DOCUMENT EXCERPT:
30 May 2023

Bipolar UK is desperately concerned by the Met Police’s decision to withdraw the police from attending emergency related mental health incidents by the end of August. The withdrawal of such crucial support will leave a huge gap in provision and only add to the chaos and confusion that someone in a mental health crisis is already experiencing.
 
We agree that a police response stigmatises someone who’s experiencing a mental health crisis. Support from a fully trained ‘crisis’ team is usually more appropriate. The reality is, however, that psychiatric services are significantly under-resourced and would not be able to reconfigure and scale up in two months.
 
In the strongest terms possible, we agree with the concerns raised by the Royal College of Psychiatrists that this withdrawal is unwise because ‘the police are the only service to hold certain legal powers to convey a disturbed person from public places to a place of safety’.
 
A 2022 Bipolar Commission survey found that one in five people with bipolar who ended up in hospital were taken there in a police car. Of these, 26% had been taken to a police cell. Of these, one in three had been in handcuffs. This kind of support criminalises people and is failing them when they’re at their most vulnerable. But it is better than no support at all.
 
The Commission is calling for a quicker and improved pathway to hospital admission at the point of need with significantly increased and improved liaison psychiatry services. The Commission is also asking for best-practice early intervention and on-going relapse prevention services to prevent people getting to crisis point in the first place. Never has a thorough review of our psychiatric services across the board been more urgent.

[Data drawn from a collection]
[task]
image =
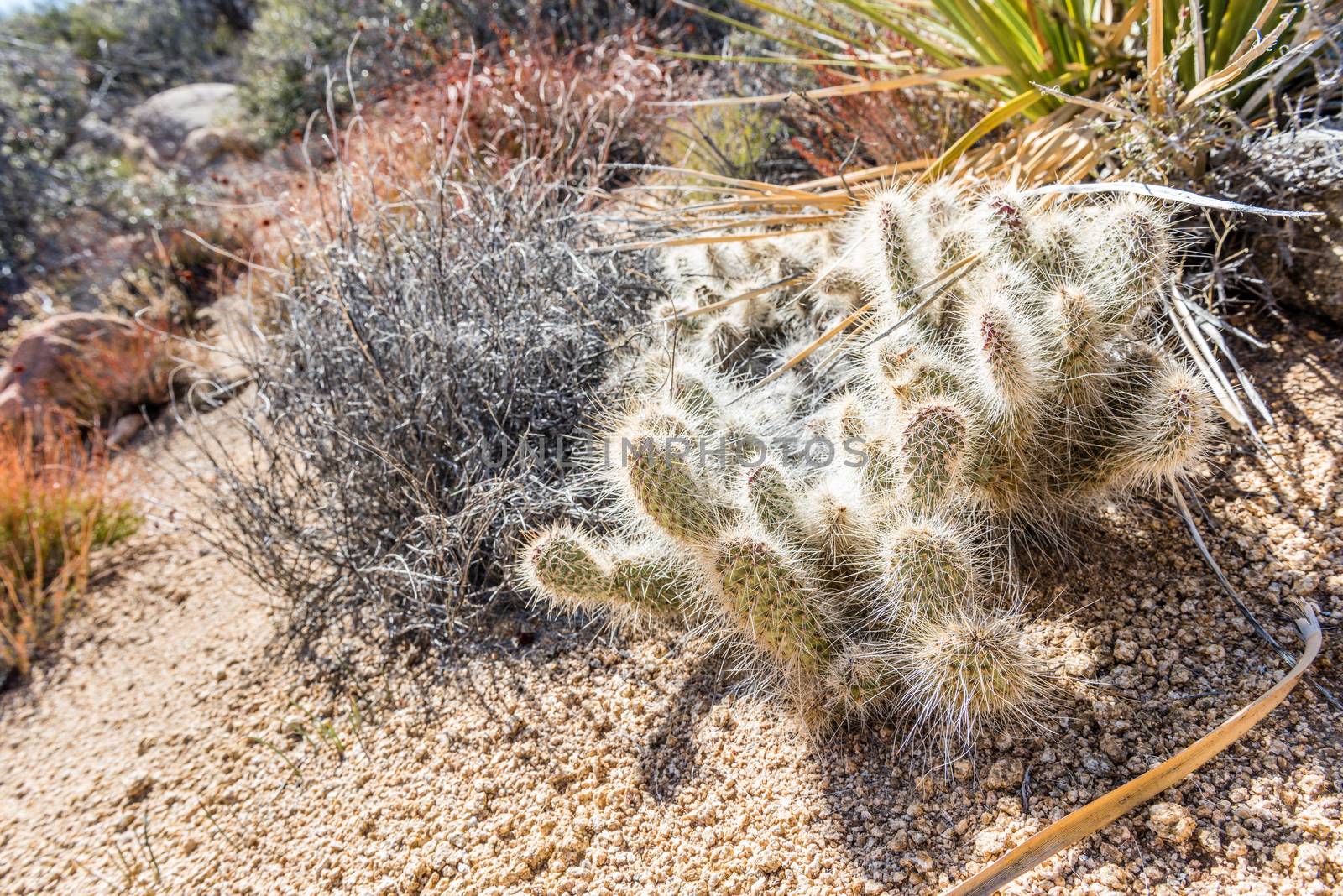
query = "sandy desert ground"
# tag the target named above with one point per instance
(172, 748)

TASK ITEM A:
Answer these questions using the Bipolar UK statement:
(i) By when does the Met Police plan to withdraw officers from attending emergency mental health incidents?
(ii) In the 2022 Bipolar Commission survey, what share of people with bipolar who ended up in hospital were taken there in a police car?
(iii) Which organization raised the concerns about police legal powers that the statement agrees with?
TASK ITEM B: Please copy the passage of the Bipolar UK statement that begins at the words "A 2022 Bipolar" and stops after "support at all.".

TASK ANSWER A:
(i) By the end of August.
(ii) One in five.
(iii) The Royal College of Psychiatrists.

TASK ANSWER B:
A 2022 Bipolar Commission survey found that one in five people with bipolar who ended up in hospital were taken there in a police car. Of these, 26% had been taken to a police cell. Of these, one in three had been in handcuffs. This kind of support criminalises people and is failing them when they’re at their most vulnerable. But it is better than no support at all.